TASK BRIEF
Once the line with "Need: a dot" is found, repeat exactly that line and every one after it until the data below ends, including the last line.

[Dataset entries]
+--

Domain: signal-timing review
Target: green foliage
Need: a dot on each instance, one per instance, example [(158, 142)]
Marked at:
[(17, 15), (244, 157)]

+--

OUTPUT FOR THIS EXERCISE
Need: a dot on each instance, one per instance, example [(158, 142)]
Marked at:
[(17, 15), (244, 157)]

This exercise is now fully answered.